:: TEXTE EXTRAIT ::

▼▼▼

La crise financière a touché le Royaume-Uni plus tôt que le continent. En février 2008, la banque Northern Rock a dû être nationalisée. Bradford & Bingley Bank l'a été en septembre, augmentant ainsi la dette publique de sept points. L'effondrement de Lehman Brothers, le 15 septembre a emporté tout un pan de la City.

La crise financière a conduit à une recomposition majeure du paysage bancaire britannique avec la création du géant Hbos-Lloyds ainsi qu'à des suppressions d'emploi massives. Le secteur financier, estimé à 10 % du PIB, ne devrait plus en représenter que 7 % en 2009. La capitalisation boursière des cinq premières banques a été divisée par cinq en un an, soit une perte comparable au produit intérieur brut (PIB) des Pays-Bas. L'économie réelle a été ensuite touchée. Une procédure de déficit public excessif a ainsi été ouverte à l'encontre du Royaume-Uni lors du Conseil Ecofin du 8 juillet 2008, lorsque le besoin de financement public prévu s'est élevé à 3,2 % du PIB.

Face à la pression des marchés, le Gouvernement a présenté le 8 octobre 2008 un plan de soutien massif au système bancaire britannique. Huit banques ont été recapitalisées pour un montant de 65 milliards d'euros (3,4 % du PIB). Un système de garantie sur les émissions de dette a été mis en place.

Un second plan de soutien aux banques a été annoncé le 15 janvier 2009. Il consistait en une stimulation du crédit, toujours bloqué, en créant une garantie publique des actifs toxiques ainsi qu'en un sauvetage de la Royal Bank of Scotland (RBS) qui annonçait des pertes historiques. Le 5 mars 2009, l'Etat a dû se résoudre à prendre le contrôle de RBS après avoir garanti des actifs à risque à hauteur de 22 % du PIB.

Un plan de relance budgétaire a été également annoncé le 24 novembre 2008. Le Gouvernement a mis en place un plan de soutien de l'activité de grande ampleur, à hauteur d'1,5 point de PIB (24 milliards d'euros). La TVA a été abaissée à 15 %. Une série de mesures en faveur des PME ainsi que des salariés modestes ont été prises. Ces décisions ajoutées aux effets de la récession ont conduit à une aggravation des déficits publics qui sont estimés à 8 % en 2009. La récession intervient à un moment où le déficit demeurait élevé et où le Gouvernement tentait de limiter la hausse de la dépense publique (+ 5 points de PIB depuis 2000).

▲▲▲

:: LIGNES ENREGISTRÉES ::
▼▼▼

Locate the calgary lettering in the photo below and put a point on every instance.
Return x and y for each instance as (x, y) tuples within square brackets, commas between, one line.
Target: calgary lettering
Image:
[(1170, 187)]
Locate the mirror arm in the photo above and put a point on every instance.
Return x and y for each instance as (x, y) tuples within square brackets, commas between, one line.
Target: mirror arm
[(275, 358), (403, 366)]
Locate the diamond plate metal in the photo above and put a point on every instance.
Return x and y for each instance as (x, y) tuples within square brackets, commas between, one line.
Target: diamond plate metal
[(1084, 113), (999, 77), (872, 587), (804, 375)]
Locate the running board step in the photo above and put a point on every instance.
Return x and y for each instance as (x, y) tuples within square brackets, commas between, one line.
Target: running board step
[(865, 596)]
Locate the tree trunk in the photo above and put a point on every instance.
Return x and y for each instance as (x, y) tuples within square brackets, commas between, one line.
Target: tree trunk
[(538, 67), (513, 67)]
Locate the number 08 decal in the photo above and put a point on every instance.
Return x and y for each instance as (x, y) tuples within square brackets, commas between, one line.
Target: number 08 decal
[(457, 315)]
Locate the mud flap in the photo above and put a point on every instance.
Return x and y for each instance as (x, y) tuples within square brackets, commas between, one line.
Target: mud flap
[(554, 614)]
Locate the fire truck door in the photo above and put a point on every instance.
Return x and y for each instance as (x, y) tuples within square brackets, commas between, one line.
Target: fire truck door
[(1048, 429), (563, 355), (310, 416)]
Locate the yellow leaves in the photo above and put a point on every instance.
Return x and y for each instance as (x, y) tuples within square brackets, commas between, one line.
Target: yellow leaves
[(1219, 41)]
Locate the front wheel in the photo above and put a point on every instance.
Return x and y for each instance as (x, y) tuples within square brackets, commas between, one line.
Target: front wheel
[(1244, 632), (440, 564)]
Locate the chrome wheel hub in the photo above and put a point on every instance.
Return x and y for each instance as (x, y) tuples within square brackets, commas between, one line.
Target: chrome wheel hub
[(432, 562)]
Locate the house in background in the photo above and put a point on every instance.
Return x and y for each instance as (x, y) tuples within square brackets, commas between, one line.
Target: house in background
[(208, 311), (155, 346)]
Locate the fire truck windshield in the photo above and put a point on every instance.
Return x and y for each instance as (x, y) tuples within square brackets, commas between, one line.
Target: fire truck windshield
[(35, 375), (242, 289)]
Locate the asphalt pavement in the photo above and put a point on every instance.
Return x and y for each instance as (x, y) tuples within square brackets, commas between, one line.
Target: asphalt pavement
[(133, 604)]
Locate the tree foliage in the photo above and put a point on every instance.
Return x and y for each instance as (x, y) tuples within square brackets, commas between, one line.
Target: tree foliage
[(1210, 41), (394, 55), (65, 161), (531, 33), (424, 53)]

▲▲▲

:: TÂCHE DEMANDÉE A ::
Répondez à ces questions sur le texte consacré à la crise financière au Royaume-Uni :
(i) En quel mois de 2008 la banque Northern Rock a-t-elle dû être nationalisée ?
(ii) Combien de banques ont été recapitalisées dans le plan du 8 octobre 2008 ?
(iii) À quel taux la TVA a-t-elle été abaissée ?
:: TÂCHE DEMANDÉE B ::
Recopiez le passage du texte sur la crise financière au Royaume-Uni compris entre "Face à la pression" et "22 % du PIB.", inclus, en remplaçant "toxiques" par "dépréciés".
Les enregistrements proviennent d'une autre source.

:: SOLUTION PROPOSÉE A ::
(i) En février.
(ii) Huit.
(iii) À 15 %.

:: SOLUTION PROPOSÉE B ::
Face à la pression des marchés, le Gouvernement a présenté le 8 octobre 2008 un plan de soutien massif au système bancaire britannique. Huit banques ont été recapitalisées pour un montant de 65 milliards d'euros (3,4 % du PIB). Un système de garantie sur les émissions de dette a été mis en place.

Un second plan de soutien aux banques a été annoncé le 15 janvier 2009. Il consistait en une stimulation du crédit, toujours bloqué, en créant une garantie publique des actifs dépréciés ainsi qu'en un sauvetage de la Royal Bank of Scotland (RBS) qui annonçait des pertes historiques. Le 5 mars 2009, l'Etat a dû se résoudre à prendre le contrôle de RBS après avoir garanti des actifs à risque à hauteur de 22 % du PIB.